Task prompt »
Reproduce every line of the data below verbatim.

--------

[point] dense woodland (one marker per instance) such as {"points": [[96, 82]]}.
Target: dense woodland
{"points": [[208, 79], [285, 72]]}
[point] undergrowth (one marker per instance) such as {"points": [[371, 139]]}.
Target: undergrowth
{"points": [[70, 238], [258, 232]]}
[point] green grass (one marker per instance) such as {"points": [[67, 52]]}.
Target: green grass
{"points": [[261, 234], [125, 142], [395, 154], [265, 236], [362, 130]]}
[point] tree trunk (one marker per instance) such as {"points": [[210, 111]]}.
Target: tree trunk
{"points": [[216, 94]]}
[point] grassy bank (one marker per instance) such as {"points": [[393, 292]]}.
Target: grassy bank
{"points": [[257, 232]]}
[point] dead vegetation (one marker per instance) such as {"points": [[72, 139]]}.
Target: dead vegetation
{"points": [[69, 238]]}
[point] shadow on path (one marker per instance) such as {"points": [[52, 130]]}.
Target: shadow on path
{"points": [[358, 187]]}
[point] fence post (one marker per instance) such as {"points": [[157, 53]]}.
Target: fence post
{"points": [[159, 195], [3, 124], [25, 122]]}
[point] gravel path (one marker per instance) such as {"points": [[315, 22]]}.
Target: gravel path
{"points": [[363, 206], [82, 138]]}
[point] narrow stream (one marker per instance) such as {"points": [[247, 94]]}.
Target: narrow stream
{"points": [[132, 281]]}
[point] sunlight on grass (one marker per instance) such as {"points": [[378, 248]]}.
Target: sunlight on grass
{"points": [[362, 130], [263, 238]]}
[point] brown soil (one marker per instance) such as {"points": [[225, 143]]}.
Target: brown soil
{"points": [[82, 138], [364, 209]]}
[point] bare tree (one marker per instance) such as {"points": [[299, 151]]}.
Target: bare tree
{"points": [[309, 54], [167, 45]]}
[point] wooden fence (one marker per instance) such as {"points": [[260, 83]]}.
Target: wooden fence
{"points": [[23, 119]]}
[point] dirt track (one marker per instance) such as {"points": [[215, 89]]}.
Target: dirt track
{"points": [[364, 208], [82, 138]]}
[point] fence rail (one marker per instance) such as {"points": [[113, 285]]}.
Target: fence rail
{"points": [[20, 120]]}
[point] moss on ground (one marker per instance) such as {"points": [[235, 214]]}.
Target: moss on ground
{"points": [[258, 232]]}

--------

Answer to the problem »
[point] dense woodland (one marker per instance) such as {"points": [[96, 82]]}.
Target: dense woodland
{"points": [[208, 79], [285, 72]]}
[point] undergrowth (one marker per instance) such as {"points": [[371, 139]]}.
Target: undergrowth
{"points": [[70, 238], [258, 232]]}
[point] green grass (one marker per instance) such as {"points": [[67, 52]]}.
Target: green grass
{"points": [[261, 234], [125, 142], [395, 154], [265, 236], [362, 130]]}
[point] tree trunk (one marker per instance) such as {"points": [[210, 111]]}.
Target: tree trunk
{"points": [[216, 94]]}
[point] grassy bank (one marker per instance) such as {"points": [[393, 292]]}.
Target: grassy bank
{"points": [[257, 232]]}
[point] dead vegetation (one marker per instance) such as {"points": [[72, 139]]}.
Target: dead vegetation
{"points": [[69, 238]]}
[point] shadow on path (one marker per instance) such as {"points": [[52, 130]]}.
Target: shadow on path
{"points": [[358, 187]]}
[point] fence post (one marker per instance) such as {"points": [[157, 53]]}.
Target: fence post
{"points": [[159, 195], [3, 124], [25, 122]]}
[point] gravel path (one marker per instance) such as {"points": [[315, 22]]}.
Target: gravel path
{"points": [[363, 206], [82, 138]]}
[point] narrow stream (one marker per instance) such as {"points": [[247, 94]]}.
Target: narrow stream
{"points": [[132, 281]]}
[point] sunlight on grass (one marker per instance) such as {"points": [[378, 248]]}.
Target: sunlight on grass
{"points": [[362, 130], [263, 238]]}
[point] brown soil (one marker per instance) such as {"points": [[225, 143]]}.
Target: brown soil
{"points": [[82, 138], [364, 209]]}
[point] bare tree (one marker per instance) such as {"points": [[299, 151]]}.
Target: bare tree
{"points": [[309, 54], [167, 45]]}
[point] wooden fence (one marker per instance) such as {"points": [[260, 83]]}.
Target: wooden fence
{"points": [[23, 119]]}
[point] dirt track (one marker per instance) such as {"points": [[215, 89]]}.
Target: dirt track
{"points": [[364, 208], [82, 138]]}
[point] fence rail (one marker per instance) such as {"points": [[113, 285]]}.
Target: fence rail
{"points": [[20, 120]]}
[point] moss on ground (one marker per instance) such as {"points": [[235, 214]]}.
Target: moss on ground
{"points": [[258, 232]]}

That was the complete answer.